## Your goal
Convert the records from the line containing "Return one point per instance of the woman" through the end of the records, inclusive, into a Markdown table with the columns Row and Line, omitting any blank lines.

Named object pointing records
>> start
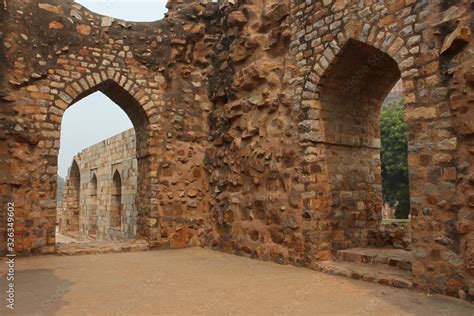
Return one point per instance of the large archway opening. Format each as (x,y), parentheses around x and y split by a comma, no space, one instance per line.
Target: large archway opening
(109,168)
(352,92)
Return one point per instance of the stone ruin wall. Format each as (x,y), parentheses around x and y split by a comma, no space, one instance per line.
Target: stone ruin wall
(243,105)
(91,203)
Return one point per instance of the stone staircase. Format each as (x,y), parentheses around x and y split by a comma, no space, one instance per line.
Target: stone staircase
(390,267)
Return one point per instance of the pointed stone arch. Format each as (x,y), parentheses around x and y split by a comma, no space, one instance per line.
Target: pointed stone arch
(140,108)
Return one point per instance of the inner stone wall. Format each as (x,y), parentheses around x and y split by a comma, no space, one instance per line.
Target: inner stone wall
(97,194)
(239,146)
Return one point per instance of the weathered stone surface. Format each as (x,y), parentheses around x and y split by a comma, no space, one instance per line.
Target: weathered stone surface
(272,118)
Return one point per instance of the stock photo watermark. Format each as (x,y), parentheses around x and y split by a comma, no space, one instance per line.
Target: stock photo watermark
(10,275)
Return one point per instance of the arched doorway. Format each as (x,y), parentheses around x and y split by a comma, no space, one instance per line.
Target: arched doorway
(98,187)
(92,207)
(116,202)
(71,206)
(351,93)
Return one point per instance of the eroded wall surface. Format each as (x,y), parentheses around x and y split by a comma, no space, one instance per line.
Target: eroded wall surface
(257,130)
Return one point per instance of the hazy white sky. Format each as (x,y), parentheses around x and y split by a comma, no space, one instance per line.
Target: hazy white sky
(96,117)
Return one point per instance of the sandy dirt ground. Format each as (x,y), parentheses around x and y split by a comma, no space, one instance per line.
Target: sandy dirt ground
(201,282)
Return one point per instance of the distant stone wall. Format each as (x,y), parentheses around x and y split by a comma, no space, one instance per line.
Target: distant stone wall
(101,190)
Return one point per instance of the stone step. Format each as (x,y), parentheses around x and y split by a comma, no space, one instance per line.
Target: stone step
(398,258)
(101,247)
(376,273)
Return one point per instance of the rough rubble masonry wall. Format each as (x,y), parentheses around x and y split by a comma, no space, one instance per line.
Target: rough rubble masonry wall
(257,129)
(93,206)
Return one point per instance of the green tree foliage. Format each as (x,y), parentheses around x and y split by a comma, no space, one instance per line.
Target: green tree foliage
(394,156)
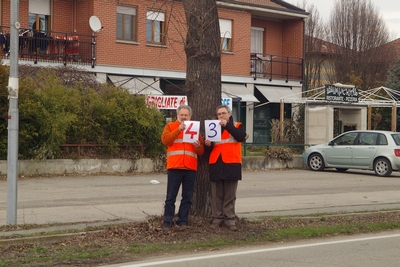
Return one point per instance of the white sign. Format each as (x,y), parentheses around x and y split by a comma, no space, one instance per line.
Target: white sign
(213,130)
(166,101)
(227,101)
(191,132)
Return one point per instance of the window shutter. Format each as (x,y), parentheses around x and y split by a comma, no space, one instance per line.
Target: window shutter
(225,27)
(155,15)
(41,7)
(126,10)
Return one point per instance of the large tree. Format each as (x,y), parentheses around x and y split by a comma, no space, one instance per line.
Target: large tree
(393,77)
(358,34)
(203,80)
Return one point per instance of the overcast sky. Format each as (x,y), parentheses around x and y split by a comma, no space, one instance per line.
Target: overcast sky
(389,9)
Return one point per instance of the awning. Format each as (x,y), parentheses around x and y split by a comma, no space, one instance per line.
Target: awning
(137,85)
(232,90)
(274,94)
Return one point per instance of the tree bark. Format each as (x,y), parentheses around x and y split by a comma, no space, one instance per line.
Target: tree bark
(203,82)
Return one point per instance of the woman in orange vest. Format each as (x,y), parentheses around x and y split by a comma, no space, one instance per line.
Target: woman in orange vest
(181,167)
(225,165)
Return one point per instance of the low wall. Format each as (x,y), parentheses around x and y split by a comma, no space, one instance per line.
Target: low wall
(65,166)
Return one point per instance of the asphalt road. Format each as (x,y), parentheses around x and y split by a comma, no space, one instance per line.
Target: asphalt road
(132,198)
(362,250)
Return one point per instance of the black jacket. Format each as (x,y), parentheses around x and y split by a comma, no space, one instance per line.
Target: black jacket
(229,171)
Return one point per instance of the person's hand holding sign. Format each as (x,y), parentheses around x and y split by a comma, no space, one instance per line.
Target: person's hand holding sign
(191,132)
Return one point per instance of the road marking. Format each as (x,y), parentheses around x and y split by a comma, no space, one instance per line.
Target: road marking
(255,251)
>> end
## Expected output
| Row | Line |
|---|---|
| 1 | Return one point per instance of the woman in orange vest. Format each as (x,y), parentheses around x and y split by a comma, no space, one instance per line. |
| 2 | Target: woman in orange vest |
| 3 | (181,167) |
| 4 | (225,165) |
| 5 | Return one point per instance of the low wall. Format each as (x,y), parentheses around x and y split by a comma, no space, one instance per line. |
| 6 | Target: low wall |
| 7 | (65,166) |
| 8 | Return one point per instance of the asphalt road. Format each as (x,y), parentheses around x and y split by a comma, no space, one instance per line. |
| 9 | Target: asphalt road |
| 10 | (132,198) |
| 11 | (362,250) |
| 12 | Return one point per instance of the black jacket. Format each as (x,y), parentheses around x and y split by a comma, no space, one instance per line. |
| 13 | Target: black jacket |
| 14 | (229,171) |
| 15 | Return one point per instance of the person's hand holding sign. Format each as (x,y), parentheses around x and y split by a comma, no space, one instance per line. |
| 16 | Target: person's hand holding sign |
| 17 | (191,132) |
| 18 | Return one point per instance of the road marking. Format each as (x,y), parentheses around x and y split by a comma, no space, one instance per line. |
| 19 | Target: road marking |
| 20 | (255,251) |